What you need to do: Write out each of the records below line for line, keeping every character unchanged.

(Saved data entries)
● ● ● ● ● ● ●

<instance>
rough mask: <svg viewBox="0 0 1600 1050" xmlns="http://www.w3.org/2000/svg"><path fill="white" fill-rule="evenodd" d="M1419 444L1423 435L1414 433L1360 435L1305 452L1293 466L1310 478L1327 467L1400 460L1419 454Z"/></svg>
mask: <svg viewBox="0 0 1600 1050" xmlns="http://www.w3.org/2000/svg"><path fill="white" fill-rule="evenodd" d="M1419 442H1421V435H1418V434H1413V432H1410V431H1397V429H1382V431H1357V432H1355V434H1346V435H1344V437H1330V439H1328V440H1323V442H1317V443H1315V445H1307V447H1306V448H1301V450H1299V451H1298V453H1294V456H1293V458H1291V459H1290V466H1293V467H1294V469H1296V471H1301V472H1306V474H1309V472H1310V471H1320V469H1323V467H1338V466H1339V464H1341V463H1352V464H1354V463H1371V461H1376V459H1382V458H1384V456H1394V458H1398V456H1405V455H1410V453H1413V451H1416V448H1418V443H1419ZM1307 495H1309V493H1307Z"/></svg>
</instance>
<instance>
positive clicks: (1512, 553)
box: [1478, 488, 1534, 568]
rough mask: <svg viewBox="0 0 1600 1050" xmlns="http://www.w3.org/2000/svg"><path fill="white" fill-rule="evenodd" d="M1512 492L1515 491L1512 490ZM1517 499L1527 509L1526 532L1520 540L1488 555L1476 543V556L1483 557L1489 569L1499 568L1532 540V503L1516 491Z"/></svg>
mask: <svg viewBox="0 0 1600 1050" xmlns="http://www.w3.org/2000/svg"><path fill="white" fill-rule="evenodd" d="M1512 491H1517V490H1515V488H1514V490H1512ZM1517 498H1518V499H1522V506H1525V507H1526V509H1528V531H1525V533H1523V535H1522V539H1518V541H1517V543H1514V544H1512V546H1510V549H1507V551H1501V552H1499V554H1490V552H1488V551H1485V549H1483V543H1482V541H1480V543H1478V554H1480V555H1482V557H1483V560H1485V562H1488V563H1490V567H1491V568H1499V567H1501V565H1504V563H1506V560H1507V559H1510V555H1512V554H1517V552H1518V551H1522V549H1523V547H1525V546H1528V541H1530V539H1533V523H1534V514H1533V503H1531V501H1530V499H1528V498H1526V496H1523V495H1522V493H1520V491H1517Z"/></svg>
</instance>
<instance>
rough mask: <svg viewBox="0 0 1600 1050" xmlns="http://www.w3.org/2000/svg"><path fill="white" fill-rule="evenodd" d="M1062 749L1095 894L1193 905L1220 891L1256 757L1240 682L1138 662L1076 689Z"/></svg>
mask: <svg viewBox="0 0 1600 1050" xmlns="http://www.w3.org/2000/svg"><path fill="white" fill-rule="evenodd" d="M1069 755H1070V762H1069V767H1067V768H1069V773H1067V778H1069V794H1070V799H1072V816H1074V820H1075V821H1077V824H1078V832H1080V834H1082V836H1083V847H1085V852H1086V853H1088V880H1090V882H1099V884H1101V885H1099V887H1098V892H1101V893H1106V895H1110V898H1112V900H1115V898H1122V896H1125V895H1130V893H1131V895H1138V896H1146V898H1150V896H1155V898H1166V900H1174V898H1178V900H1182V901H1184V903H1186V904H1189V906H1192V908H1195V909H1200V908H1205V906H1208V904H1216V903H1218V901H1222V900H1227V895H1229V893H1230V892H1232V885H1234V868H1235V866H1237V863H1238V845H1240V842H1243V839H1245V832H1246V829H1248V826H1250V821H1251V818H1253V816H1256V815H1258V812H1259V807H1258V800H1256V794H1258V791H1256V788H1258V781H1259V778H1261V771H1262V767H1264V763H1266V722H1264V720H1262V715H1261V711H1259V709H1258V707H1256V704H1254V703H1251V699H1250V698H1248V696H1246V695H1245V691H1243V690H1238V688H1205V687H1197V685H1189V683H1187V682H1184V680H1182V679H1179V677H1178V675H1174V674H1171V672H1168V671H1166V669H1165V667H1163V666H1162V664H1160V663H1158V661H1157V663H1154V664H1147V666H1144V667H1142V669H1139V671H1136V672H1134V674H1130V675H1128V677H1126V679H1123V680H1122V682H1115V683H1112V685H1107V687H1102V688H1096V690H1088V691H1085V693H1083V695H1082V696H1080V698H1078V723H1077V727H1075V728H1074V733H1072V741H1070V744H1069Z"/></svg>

● ● ● ● ● ● ●

Problem solution:
<instance>
rough mask: <svg viewBox="0 0 1600 1050" xmlns="http://www.w3.org/2000/svg"><path fill="white" fill-rule="evenodd" d="M1419 444L1423 435L1414 433L1360 435L1305 452L1293 466L1310 478L1327 467L1400 460L1419 454Z"/></svg>
mask: <svg viewBox="0 0 1600 1050" xmlns="http://www.w3.org/2000/svg"><path fill="white" fill-rule="evenodd" d="M1419 442H1421V435H1418V434H1413V432H1410V431H1397V429H1382V431H1357V432H1355V434H1346V435H1344V437H1330V439H1328V440H1323V442H1317V443H1315V445H1307V447H1306V448H1301V450H1299V451H1298V453H1294V456H1293V458H1291V459H1290V466H1293V467H1294V469H1296V471H1301V472H1306V474H1309V472H1310V471H1320V469H1323V467H1338V466H1339V464H1341V463H1352V464H1354V463H1371V461H1376V459H1382V458H1384V456H1394V458H1398V456H1405V455H1410V453H1413V451H1416V448H1418V443H1419ZM1307 495H1309V493H1307Z"/></svg>
</instance>
<instance>
positive clicks: (1512, 553)
box: [1478, 488, 1534, 568]
rough mask: <svg viewBox="0 0 1600 1050" xmlns="http://www.w3.org/2000/svg"><path fill="white" fill-rule="evenodd" d="M1512 492L1515 491L1512 490ZM1517 499L1527 509L1526 532L1520 540L1488 555L1476 543V556L1483 557L1489 569L1499 568L1532 540V503L1516 491Z"/></svg>
mask: <svg viewBox="0 0 1600 1050" xmlns="http://www.w3.org/2000/svg"><path fill="white" fill-rule="evenodd" d="M1512 491H1517V490H1515V488H1514V490H1512ZM1517 498H1518V499H1522V506H1525V507H1526V509H1528V531H1525V533H1523V535H1522V539H1518V541H1517V543H1514V544H1512V546H1510V549H1507V551H1501V552H1499V554H1490V552H1488V551H1485V549H1483V543H1482V541H1480V543H1478V554H1480V555H1482V557H1483V560H1485V562H1488V563H1490V567H1491V568H1499V567H1501V565H1504V563H1506V560H1507V559H1510V555H1512V554H1517V552H1518V551H1522V549H1523V547H1525V546H1528V541H1530V539H1533V523H1534V514H1533V503H1531V501H1530V499H1528V498H1526V496H1523V495H1522V493H1520V491H1517Z"/></svg>
</instance>
<instance>
rough mask: <svg viewBox="0 0 1600 1050" xmlns="http://www.w3.org/2000/svg"><path fill="white" fill-rule="evenodd" d="M1062 749L1095 894L1193 905L1220 891L1256 757L1240 682L1138 662L1076 689Z"/></svg>
mask: <svg viewBox="0 0 1600 1050" xmlns="http://www.w3.org/2000/svg"><path fill="white" fill-rule="evenodd" d="M1069 755H1070V762H1069V767H1067V768H1069V773H1067V778H1069V794H1070V799H1072V816H1074V820H1075V821H1077V824H1078V832H1080V834H1082V836H1083V847H1085V852H1086V853H1088V880H1090V882H1099V884H1101V885H1099V887H1098V892H1101V893H1106V895H1110V898H1112V900H1115V898H1122V896H1125V895H1130V893H1131V895H1138V896H1146V898H1150V896H1155V898H1166V900H1174V898H1178V900H1182V901H1184V903H1186V904H1189V906H1192V908H1195V909H1200V908H1205V906H1208V904H1216V903H1218V901H1222V900H1227V895H1229V893H1230V892H1232V885H1234V868H1235V866H1237V863H1238V845H1240V842H1243V839H1245V832H1246V829H1248V826H1250V821H1251V818H1253V816H1256V815H1258V812H1259V807H1258V800H1256V794H1258V791H1256V788H1258V781H1259V778H1261V771H1262V767H1264V763H1266V722H1264V720H1262V715H1261V711H1259V709H1258V707H1256V704H1254V703H1251V699H1250V698H1248V696H1246V695H1245V691H1243V690H1238V688H1205V687H1197V685H1189V683H1187V682H1184V680H1182V679H1179V677H1178V675H1174V674H1171V672H1168V671H1166V669H1165V667H1163V666H1162V664H1160V663H1158V661H1157V663H1154V664H1147V666H1144V667H1142V669H1139V671H1136V672H1134V674H1130V675H1128V677H1126V679H1123V680H1122V682H1115V683H1112V685H1107V687H1102V688H1096V690H1088V691H1085V693H1083V695H1082V696H1080V698H1078V723H1077V727H1075V728H1074V733H1072V741H1070V744H1069Z"/></svg>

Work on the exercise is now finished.